[Region annotation data for pictures]
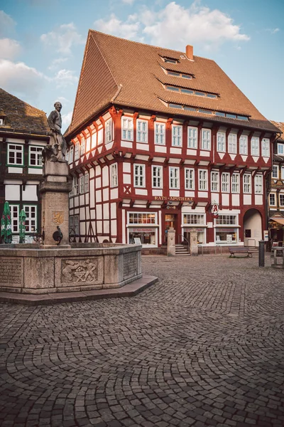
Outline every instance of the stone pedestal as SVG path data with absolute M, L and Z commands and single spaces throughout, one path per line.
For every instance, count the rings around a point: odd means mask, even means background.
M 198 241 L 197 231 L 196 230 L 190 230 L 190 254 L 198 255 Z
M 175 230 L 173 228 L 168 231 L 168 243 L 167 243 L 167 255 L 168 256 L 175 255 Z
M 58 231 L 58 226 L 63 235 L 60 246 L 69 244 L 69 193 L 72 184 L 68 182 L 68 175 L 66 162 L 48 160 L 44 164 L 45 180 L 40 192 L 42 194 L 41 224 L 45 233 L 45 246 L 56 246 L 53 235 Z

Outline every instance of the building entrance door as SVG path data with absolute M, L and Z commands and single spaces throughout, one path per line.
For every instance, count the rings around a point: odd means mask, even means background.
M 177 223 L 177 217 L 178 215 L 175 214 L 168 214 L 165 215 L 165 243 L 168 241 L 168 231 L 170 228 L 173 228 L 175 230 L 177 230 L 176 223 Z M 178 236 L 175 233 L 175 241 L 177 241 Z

==

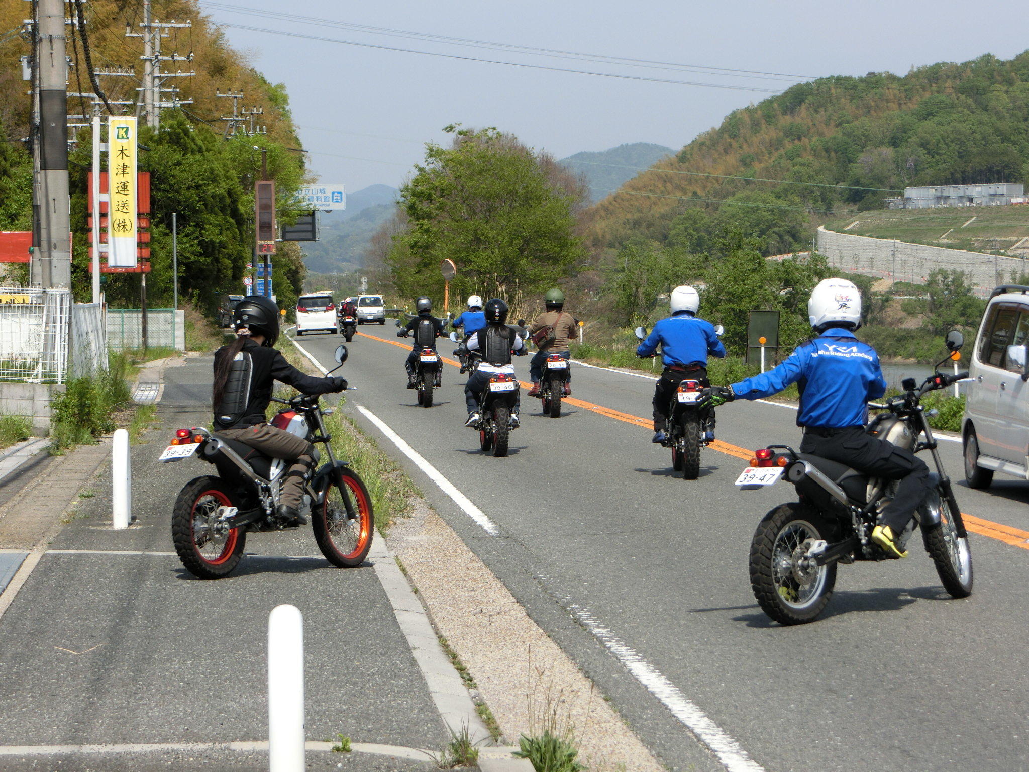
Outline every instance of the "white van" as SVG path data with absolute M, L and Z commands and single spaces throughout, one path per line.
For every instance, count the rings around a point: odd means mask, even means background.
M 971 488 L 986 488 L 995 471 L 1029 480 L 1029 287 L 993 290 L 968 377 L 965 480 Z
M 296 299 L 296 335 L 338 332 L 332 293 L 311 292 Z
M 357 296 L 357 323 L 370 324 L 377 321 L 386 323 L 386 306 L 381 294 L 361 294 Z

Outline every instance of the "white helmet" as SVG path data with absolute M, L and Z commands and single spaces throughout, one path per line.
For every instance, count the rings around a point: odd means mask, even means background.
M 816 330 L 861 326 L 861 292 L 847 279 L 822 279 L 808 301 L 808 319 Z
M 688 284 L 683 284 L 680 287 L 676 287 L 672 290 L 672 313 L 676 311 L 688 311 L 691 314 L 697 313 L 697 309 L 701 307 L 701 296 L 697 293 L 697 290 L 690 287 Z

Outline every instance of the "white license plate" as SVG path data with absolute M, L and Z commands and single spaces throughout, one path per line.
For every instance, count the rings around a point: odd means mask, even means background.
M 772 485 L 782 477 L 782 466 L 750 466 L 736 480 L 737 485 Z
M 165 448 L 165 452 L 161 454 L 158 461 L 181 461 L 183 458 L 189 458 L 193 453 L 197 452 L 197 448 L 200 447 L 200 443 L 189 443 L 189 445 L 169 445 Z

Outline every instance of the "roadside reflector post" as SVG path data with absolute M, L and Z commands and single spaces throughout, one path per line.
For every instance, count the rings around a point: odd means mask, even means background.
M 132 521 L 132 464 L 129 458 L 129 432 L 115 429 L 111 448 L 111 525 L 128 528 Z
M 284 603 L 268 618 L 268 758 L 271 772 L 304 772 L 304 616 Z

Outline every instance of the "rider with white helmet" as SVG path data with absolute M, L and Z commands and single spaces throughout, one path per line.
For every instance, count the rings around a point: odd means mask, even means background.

---

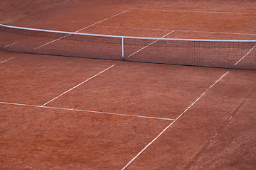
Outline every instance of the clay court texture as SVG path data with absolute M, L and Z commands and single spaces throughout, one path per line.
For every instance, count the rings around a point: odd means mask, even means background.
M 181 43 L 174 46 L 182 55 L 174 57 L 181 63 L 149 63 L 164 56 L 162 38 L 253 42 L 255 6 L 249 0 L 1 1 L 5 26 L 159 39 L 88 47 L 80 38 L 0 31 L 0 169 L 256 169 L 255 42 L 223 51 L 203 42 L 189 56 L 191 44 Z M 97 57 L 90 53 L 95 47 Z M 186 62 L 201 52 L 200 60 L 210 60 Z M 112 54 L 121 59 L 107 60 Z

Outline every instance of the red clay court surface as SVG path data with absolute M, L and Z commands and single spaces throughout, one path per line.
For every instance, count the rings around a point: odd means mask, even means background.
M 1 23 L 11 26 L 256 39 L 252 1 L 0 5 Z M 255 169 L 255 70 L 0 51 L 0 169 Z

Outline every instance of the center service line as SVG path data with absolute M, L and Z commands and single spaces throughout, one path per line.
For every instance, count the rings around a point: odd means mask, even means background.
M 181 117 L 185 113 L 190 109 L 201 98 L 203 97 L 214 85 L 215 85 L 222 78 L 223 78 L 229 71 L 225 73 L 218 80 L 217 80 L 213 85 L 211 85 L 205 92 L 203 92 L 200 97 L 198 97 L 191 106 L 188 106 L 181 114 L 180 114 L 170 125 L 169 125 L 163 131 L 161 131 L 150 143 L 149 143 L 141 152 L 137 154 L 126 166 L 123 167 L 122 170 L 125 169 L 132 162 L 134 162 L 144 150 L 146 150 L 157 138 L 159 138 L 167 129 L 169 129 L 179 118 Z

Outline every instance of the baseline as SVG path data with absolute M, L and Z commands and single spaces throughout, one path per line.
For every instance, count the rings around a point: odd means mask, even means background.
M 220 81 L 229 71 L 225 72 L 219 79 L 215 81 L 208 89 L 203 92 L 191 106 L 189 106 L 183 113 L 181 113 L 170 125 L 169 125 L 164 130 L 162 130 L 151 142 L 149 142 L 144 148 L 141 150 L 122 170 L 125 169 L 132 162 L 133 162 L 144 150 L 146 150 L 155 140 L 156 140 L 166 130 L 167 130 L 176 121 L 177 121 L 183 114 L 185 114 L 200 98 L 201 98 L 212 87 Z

## Your task
Put the lines that begin at the one containing "Outline every instance of the stone" and end with the one containing "M 175 230 L" into a JSON list of strings, one string per line, with blank lines left out. Include both end lines.

## Response
[
  "Outline every instance of the stone pedestal as SVG path data with absolute M, L and Z commands and single spaces throughout, one path per line.",
  "For every instance, count the rings around a point: odd means mask, even means background.",
  "M 198 241 L 197 231 L 196 230 L 190 230 L 190 254 L 198 255 Z",
  "M 175 230 L 173 228 L 168 231 L 168 243 L 167 243 L 167 255 L 168 256 L 175 255 Z"
]